▸ **What needs to be done**
Gather each line from the items below that contains the string "instance", copying those lines in full. Treat uppercase and lowercase letters as different.

▸ **Supplied material**
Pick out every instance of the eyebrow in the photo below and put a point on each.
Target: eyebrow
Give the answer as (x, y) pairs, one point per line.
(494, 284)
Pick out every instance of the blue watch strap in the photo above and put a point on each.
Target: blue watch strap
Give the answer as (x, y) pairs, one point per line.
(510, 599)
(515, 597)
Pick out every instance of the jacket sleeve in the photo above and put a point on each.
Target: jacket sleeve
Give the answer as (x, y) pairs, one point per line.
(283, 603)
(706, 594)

---

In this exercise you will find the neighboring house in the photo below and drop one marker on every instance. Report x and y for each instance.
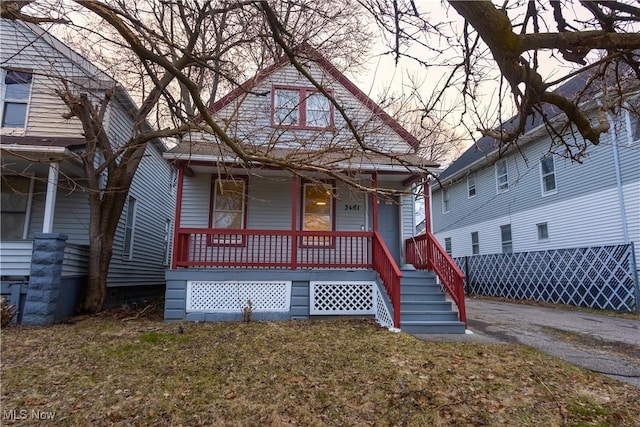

▸ **Correct result**
Pick out every instance of the eyebrow in the photo below and put a point on each.
Pick out every instance of the blue watch strap in the photo above and put a point on each.
Pick out every instance of the jacket sleeve in the photo above and put a point on each.
In this exercise you will find the neighboring house in the photo below and drop one marker on every instance. Report x and y for each instance.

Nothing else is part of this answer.